(Dataset excerpt)
■ ■ ■ ■ ■ ■ ■
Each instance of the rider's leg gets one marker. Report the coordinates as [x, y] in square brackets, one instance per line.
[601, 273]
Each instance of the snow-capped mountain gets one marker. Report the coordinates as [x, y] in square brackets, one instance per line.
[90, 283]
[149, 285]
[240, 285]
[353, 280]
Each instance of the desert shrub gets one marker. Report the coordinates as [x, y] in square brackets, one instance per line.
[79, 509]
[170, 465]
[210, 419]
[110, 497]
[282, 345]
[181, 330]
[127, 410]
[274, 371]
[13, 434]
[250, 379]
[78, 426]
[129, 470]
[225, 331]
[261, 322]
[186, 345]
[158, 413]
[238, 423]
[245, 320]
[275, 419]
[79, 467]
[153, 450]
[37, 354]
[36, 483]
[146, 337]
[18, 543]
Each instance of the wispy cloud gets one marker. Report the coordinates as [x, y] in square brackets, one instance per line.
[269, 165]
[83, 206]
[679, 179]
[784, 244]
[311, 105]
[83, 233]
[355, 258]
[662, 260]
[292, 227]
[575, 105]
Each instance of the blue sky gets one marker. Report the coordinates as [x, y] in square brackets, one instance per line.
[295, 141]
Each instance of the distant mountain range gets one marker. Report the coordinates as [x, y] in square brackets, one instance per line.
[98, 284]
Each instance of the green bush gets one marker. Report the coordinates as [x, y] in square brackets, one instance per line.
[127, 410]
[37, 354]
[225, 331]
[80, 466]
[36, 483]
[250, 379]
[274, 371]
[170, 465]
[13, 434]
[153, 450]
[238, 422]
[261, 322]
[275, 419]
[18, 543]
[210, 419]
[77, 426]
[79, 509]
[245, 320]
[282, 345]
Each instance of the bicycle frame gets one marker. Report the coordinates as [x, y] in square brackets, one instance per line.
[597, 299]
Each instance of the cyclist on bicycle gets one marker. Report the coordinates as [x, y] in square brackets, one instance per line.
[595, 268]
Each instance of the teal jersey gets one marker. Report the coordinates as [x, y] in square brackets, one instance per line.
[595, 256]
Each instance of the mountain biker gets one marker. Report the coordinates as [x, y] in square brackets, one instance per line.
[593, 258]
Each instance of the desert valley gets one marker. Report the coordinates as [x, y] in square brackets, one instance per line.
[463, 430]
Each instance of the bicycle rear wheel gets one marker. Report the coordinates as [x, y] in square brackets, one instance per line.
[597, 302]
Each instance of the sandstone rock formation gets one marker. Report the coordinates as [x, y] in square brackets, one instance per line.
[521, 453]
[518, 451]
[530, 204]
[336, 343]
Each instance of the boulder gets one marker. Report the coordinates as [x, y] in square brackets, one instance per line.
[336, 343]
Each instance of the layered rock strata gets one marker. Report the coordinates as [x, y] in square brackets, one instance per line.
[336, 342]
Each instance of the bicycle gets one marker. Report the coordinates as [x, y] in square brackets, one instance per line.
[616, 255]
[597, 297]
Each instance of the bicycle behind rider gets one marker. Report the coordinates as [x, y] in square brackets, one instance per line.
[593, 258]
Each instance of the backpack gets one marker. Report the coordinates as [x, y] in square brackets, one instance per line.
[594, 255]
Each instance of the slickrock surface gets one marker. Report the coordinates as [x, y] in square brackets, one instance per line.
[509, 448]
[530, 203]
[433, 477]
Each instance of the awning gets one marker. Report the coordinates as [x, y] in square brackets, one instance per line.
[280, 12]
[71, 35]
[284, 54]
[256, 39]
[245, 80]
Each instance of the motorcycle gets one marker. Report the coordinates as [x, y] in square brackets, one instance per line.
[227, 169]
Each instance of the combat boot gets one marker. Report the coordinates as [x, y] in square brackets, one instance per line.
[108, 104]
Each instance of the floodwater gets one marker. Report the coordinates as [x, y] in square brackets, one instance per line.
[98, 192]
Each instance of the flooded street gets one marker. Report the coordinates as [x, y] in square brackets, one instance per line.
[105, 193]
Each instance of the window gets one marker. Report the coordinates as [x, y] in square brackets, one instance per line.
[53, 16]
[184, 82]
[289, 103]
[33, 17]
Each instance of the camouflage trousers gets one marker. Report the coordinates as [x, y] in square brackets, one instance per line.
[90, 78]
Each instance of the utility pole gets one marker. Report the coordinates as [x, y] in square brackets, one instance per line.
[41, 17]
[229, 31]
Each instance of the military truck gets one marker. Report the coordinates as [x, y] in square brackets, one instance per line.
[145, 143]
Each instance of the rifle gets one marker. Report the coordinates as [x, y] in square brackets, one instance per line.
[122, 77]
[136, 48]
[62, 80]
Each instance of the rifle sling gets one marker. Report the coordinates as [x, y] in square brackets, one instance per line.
■ ■ ■ ■ ■ ■ ■
#### Your goal
Please give these lines as a JSON list of strings, one string per line, leaving out blank lines.

#### Output of the exercise
[
  "Each instance of the rider's leg gets one marker. Report the coordinates as [x, y] in square brackets, one instance per line.",
  "[601, 273]",
  "Each instance of the snow-capped mountain gets one marker. Report the coordinates as [x, y] in square brackets, one instance per line.",
  "[90, 283]",
  "[149, 285]",
  "[240, 285]",
  "[353, 280]",
  "Each instance of the desert shrub gets one marker. Report the coordinates as [x, y] in square brackets, one instance per line.",
  "[79, 509]",
  "[170, 465]",
  "[210, 419]",
  "[110, 497]",
  "[282, 345]",
  "[181, 330]",
  "[127, 410]",
  "[274, 371]",
  "[13, 434]",
  "[250, 379]",
  "[78, 426]",
  "[129, 470]",
  "[225, 331]",
  "[261, 322]",
  "[186, 345]",
  "[158, 413]",
  "[238, 423]",
  "[245, 320]",
  "[275, 419]",
  "[79, 467]",
  "[153, 450]",
  "[37, 354]",
  "[36, 483]",
  "[146, 337]",
  "[18, 543]",
  "Each instance of the wispy cloud gets one marker. Report the coordinates as [x, y] in square brackets, one instance per line.",
  "[269, 165]",
  "[83, 206]",
  "[679, 179]",
  "[784, 244]",
  "[311, 105]",
  "[83, 233]",
  "[355, 258]",
  "[662, 260]",
  "[292, 227]",
  "[575, 105]",
  "Each instance of the blue sky gets one marker. Report the coordinates as [x, y] in square brackets, one instance per line.",
  "[295, 141]",
  "Each instance of the distant mountain range gets one marker. Report the coordinates as [x, y] in square brackets, one instance per line.",
  "[98, 284]",
  "Each instance of the green bush gets one marker. Report the coordinates as [x, y] in square brackets, one instance per line.",
  "[127, 410]",
  "[37, 354]",
  "[225, 331]",
  "[80, 466]",
  "[36, 483]",
  "[250, 379]",
  "[274, 371]",
  "[170, 465]",
  "[13, 434]",
  "[153, 450]",
  "[238, 422]",
  "[261, 322]",
  "[275, 419]",
  "[18, 543]",
  "[210, 419]",
  "[77, 426]",
  "[79, 509]",
  "[245, 320]",
  "[282, 345]",
  "Each instance of the bicycle frame gets one marker. Report the coordinates as [x, y] in square brackets, one instance per line.",
  "[597, 299]",
  "Each instance of the cyclist on bicycle gets one marker. Report the coordinates as [x, y] in square brackets, one instance per line.",
  "[595, 268]",
  "Each instance of the teal jersey gets one marker. Report the coordinates as [x, y] in square brackets, one instance per line.",
  "[595, 256]",
  "Each instance of the mountain biker gets one marker. Report the coordinates as [x, y] in square brackets, one instance per line.",
  "[593, 258]",
  "Each instance of the desert valley gets one marker. Report the coordinates as [x, y] in square brackets, one instance per line.",
  "[463, 430]",
  "Each instance of the bicycle rear wheel gets one marker. Report the coordinates as [x, y] in square brackets, one instance per line.",
  "[597, 302]",
  "Each instance of the sandstone rock formation gets one marker. Report the coordinates as [x, y] in square brackets, one instance per line.",
  "[521, 453]",
  "[518, 451]",
  "[530, 204]",
  "[336, 343]",
  "Each instance of the boulder gets one marker. Report the coordinates as [x, y] in square brackets, one instance per line.",
  "[336, 343]",
  "Each instance of the layered rock strata gets one marker. Report the coordinates as [x, y] in square brackets, one instance per line.",
  "[336, 342]",
  "Each instance of the bicycle gets one marker. Report the coordinates as [x, y] in square brackets, one instance per line.",
  "[616, 255]",
  "[597, 297]",
  "Each instance of the bicycle behind rider gets one marker. Report the coordinates as [x, y] in square brackets, one instance per line.",
  "[593, 258]",
  "Each instance of the backpack gets one marker. Report the coordinates as [x, y] in square brackets, one instance per line.",
  "[594, 255]",
  "Each instance of the slickrock surface gets one marker. Report the coordinates as [x, y] in square brackets, one instance per line.",
  "[509, 448]",
  "[530, 203]",
  "[433, 477]",
  "Each instance of the awning gets one marker. Report the coordinates as [x, y] in square brackets, one instance per line.",
  "[280, 12]",
  "[71, 35]",
  "[284, 54]",
  "[256, 39]",
  "[245, 80]",
  "Each instance of the motorcycle gets one marker. Report the coordinates as [x, y] in square brackets, one instance per line.",
  "[227, 169]",
  "Each instance of the combat boot gets one marker. Report the coordinates as [x, y] in square brackets, one instance per line.",
  "[108, 104]",
  "Each instance of the floodwater gets one marker. Report the coordinates as [x, y] in square brackets, one instance per line.",
  "[98, 192]",
  "Each instance of the flooded street gets one marker. Report the coordinates as [x, y] in square brackets, one instance per line.",
  "[105, 193]",
  "Each instance of the window gets one marker. Report the coordinates as [x, y] in square brackets, one instance per line.",
  "[53, 16]",
  "[184, 82]",
  "[289, 103]",
  "[33, 17]",
  "Each instance of the camouflage trousers gets one marker. Report the coordinates as [x, y] in square brackets, one instance per line.",
  "[90, 78]",
  "Each instance of the utility pole gets one marker. Report the coordinates as [x, y] in square brackets, one instance per line.",
  "[41, 17]",
  "[229, 31]",
  "Each instance of the military truck gets one marker. Report the coordinates as [x, y] in square brackets, one instance per line.",
  "[145, 143]",
  "Each instance of the rifle gets one marker. Report the coordinates as [x, y] in square brackets, one instance per line.",
  "[122, 77]",
  "[136, 48]",
  "[62, 80]",
  "Each instance of the rifle sling gets one marker. Report the coordinates as [x, y] in square brackets, one instance per line."
]